--- Start of Task material ---

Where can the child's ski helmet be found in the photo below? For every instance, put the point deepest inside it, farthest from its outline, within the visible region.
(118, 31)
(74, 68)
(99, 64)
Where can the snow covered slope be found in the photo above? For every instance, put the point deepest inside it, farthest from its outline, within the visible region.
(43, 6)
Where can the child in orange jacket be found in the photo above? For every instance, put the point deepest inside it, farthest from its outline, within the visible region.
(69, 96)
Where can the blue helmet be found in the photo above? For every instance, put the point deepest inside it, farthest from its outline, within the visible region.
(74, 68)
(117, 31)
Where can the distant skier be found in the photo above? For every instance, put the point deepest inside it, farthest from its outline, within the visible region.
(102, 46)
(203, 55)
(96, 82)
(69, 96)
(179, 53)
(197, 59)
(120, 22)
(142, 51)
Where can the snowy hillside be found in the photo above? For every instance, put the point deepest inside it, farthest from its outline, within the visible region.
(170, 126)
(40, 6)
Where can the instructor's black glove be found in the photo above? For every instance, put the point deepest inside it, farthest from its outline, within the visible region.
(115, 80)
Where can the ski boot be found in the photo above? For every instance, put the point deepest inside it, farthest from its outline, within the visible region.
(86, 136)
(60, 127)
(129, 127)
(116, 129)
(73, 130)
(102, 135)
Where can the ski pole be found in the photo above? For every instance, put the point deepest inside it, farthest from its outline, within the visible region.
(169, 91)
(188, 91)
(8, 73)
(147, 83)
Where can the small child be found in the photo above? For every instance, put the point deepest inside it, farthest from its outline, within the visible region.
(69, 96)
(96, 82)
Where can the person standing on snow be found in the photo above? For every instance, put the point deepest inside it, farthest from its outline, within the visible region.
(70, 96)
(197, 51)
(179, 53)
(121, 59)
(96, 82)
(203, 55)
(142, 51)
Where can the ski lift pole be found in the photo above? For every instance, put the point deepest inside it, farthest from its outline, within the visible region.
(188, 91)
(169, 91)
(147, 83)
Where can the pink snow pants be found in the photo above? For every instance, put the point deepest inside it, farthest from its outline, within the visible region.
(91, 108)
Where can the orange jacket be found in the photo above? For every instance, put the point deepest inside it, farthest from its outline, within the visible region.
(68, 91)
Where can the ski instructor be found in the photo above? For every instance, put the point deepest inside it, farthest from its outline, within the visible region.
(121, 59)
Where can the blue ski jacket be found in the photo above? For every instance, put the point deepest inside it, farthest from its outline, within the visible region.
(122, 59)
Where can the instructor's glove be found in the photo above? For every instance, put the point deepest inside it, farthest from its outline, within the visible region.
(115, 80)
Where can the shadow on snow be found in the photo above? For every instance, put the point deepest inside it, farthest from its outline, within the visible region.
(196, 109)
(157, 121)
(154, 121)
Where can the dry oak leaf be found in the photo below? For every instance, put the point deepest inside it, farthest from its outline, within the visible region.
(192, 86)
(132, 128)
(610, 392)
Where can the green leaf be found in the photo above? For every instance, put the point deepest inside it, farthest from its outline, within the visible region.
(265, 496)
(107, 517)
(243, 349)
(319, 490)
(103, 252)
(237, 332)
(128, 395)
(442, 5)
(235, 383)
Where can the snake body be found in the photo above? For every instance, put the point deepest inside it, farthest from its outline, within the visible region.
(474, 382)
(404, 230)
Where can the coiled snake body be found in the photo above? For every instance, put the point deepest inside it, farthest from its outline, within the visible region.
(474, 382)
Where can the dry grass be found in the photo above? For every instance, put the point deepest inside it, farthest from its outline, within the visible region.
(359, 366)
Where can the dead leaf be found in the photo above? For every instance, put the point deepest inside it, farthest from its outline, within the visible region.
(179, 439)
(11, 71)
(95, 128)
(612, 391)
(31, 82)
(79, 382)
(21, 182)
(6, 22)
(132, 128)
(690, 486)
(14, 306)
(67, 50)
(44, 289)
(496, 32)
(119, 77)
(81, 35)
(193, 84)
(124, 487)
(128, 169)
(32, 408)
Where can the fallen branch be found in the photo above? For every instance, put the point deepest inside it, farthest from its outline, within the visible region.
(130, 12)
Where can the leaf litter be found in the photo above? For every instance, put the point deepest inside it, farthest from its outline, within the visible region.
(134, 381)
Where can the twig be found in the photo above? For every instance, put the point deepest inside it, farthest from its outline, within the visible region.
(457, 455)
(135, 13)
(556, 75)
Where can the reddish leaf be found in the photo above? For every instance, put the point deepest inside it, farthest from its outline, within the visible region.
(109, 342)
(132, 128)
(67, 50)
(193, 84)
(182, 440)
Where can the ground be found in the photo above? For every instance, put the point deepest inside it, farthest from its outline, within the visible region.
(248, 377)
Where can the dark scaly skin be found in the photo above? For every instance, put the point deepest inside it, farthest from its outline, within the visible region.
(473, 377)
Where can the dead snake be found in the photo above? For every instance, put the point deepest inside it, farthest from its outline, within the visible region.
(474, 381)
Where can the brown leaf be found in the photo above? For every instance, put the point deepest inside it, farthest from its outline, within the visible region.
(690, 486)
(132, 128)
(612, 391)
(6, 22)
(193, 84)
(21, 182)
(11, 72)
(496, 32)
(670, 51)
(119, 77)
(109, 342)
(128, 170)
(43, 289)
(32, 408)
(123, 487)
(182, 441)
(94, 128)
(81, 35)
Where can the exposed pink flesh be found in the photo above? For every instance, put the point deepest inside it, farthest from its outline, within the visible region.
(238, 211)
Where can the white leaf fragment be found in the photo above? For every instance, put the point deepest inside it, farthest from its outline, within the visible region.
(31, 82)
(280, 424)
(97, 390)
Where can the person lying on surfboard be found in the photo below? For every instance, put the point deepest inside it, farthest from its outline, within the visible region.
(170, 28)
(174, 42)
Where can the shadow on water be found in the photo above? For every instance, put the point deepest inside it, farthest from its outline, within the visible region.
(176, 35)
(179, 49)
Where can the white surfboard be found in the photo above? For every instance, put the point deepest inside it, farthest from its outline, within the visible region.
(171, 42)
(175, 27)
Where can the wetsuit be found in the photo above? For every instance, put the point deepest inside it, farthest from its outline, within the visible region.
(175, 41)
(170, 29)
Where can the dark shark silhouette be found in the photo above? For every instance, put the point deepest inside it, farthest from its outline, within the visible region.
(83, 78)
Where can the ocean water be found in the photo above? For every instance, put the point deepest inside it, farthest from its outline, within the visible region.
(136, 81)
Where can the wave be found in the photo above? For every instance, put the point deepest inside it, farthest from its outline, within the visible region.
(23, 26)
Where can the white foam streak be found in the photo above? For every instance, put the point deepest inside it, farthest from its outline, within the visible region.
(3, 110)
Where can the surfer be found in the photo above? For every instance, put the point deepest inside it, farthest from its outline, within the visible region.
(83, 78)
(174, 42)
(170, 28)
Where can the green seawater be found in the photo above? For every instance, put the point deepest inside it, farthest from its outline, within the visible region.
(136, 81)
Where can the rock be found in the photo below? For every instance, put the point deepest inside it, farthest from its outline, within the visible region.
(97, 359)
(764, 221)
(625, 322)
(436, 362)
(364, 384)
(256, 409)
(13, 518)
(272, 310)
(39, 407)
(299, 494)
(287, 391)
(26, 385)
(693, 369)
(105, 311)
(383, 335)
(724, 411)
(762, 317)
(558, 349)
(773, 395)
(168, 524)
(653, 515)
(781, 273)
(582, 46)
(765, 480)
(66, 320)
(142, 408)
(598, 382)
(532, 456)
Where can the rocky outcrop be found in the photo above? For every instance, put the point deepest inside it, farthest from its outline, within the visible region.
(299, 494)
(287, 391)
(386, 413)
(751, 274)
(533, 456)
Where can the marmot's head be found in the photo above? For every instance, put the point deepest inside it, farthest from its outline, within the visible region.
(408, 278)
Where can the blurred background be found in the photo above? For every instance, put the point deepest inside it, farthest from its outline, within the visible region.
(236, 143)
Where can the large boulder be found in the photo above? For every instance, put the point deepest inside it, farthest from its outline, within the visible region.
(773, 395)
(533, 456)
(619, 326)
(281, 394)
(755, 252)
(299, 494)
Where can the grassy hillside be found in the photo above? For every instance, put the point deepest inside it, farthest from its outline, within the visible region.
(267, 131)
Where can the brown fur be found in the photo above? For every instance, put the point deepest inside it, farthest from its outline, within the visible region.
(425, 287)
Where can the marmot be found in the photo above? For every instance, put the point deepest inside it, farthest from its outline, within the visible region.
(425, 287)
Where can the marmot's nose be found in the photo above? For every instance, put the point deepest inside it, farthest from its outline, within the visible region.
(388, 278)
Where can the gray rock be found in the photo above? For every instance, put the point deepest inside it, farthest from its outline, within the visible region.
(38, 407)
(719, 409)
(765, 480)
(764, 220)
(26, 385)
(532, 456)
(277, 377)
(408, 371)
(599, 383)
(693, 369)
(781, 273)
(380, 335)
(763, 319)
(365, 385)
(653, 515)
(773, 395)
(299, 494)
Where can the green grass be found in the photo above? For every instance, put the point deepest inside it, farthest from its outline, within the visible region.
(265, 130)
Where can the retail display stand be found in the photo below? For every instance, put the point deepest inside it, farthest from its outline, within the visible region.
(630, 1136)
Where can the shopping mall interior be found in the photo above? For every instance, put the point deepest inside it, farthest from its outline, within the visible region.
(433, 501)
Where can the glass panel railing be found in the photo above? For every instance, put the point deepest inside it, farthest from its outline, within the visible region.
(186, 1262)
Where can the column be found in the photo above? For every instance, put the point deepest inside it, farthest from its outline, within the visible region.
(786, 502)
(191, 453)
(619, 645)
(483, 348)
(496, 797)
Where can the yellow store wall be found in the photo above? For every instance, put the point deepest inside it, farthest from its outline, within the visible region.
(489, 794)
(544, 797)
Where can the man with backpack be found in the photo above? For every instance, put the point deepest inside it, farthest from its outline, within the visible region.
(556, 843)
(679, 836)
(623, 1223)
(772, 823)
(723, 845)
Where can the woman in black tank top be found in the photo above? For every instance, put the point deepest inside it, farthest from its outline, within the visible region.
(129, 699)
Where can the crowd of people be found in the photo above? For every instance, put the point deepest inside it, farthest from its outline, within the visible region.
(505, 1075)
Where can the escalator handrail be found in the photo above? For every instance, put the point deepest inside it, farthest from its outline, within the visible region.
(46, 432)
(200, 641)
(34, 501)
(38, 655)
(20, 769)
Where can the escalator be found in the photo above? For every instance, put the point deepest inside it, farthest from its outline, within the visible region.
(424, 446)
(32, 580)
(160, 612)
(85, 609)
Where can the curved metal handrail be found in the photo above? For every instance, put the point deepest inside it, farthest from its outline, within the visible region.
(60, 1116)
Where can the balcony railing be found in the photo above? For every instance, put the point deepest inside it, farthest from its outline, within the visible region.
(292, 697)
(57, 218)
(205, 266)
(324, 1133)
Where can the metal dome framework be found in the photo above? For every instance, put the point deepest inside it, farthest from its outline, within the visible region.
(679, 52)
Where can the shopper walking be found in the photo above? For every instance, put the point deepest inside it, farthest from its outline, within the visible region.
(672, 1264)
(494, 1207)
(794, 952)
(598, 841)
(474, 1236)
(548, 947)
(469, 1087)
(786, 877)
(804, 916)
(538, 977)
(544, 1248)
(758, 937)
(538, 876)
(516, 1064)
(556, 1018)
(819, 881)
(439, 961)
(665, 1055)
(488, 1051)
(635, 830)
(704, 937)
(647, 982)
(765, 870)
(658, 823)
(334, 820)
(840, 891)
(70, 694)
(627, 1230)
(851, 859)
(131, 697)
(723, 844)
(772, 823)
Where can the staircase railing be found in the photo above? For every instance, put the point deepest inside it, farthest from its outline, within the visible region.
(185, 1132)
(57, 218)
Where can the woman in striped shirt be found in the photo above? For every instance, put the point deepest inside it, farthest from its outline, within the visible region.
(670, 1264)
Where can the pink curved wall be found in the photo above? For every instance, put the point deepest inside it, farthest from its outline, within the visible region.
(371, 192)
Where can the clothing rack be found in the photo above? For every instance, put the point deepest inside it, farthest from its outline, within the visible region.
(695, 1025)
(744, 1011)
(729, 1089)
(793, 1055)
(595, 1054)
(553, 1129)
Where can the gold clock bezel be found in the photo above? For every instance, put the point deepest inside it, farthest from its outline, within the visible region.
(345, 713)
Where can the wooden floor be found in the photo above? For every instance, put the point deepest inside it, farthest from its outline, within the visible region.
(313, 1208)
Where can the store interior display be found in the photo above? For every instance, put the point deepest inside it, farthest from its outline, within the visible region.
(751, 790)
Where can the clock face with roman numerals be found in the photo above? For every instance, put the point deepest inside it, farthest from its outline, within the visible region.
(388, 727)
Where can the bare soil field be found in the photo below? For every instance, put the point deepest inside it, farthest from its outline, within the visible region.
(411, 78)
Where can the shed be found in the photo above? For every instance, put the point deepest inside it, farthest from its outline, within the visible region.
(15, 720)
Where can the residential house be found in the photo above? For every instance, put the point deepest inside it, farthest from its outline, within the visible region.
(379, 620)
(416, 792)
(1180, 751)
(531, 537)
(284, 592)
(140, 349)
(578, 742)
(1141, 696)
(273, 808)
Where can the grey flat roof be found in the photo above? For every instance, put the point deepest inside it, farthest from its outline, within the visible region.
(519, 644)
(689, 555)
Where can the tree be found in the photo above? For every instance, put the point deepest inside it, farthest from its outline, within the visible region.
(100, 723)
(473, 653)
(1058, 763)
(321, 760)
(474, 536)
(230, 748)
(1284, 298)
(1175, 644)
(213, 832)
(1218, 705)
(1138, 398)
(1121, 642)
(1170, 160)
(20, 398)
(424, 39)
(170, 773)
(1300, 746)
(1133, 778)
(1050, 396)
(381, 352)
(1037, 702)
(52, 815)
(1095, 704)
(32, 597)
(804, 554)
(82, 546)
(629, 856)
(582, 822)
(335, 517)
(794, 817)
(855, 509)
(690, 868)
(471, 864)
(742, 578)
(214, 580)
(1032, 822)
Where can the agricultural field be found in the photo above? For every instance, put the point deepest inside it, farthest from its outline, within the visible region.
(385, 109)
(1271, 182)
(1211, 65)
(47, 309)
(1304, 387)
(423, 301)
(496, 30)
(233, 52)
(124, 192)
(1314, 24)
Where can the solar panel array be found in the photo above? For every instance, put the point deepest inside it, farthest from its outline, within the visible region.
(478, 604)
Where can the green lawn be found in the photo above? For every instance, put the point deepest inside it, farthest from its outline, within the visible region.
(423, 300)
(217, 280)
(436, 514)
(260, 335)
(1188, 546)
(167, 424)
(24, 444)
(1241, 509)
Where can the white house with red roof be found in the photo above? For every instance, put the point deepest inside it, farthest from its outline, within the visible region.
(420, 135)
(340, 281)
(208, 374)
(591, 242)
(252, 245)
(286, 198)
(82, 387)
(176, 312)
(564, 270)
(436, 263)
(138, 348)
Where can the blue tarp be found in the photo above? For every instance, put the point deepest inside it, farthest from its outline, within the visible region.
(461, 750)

--- End of Task material ---

What to do:
Repeat precisely the lines of the data starting at the one containing "Where can the agricultural", last line included.

The result:
Where can the agricultural field be found in the photo above? For every instance, put the point deepest inside it, farthest from its outline, within the visible region.
(385, 109)
(1271, 182)
(1211, 65)
(47, 309)
(1304, 387)
(423, 301)
(496, 30)
(233, 52)
(124, 192)
(1314, 24)
Where can the solar panel array be found in the photo above? For every instance, put the point deepest inside it, farthest from its outline, within the visible region.
(478, 604)
Where can the green lawn be found in the photo above? For every instance, put the point deepest inside it, farthest from its outline, within the visible region.
(423, 300)
(217, 280)
(436, 514)
(260, 335)
(1188, 546)
(167, 424)
(24, 444)
(1241, 509)
Where can the white house with red roof be found in the photo above? For every instance, put the point deepest inside it, farthest from its outline, within the visible region.
(420, 135)
(340, 281)
(208, 374)
(591, 242)
(252, 245)
(286, 198)
(82, 387)
(176, 312)
(564, 270)
(436, 263)
(138, 348)
Where can the blue tarp be found in the photo above? For every instance, put the point deepest inside it, farthest from its outline, within the visible region.
(461, 750)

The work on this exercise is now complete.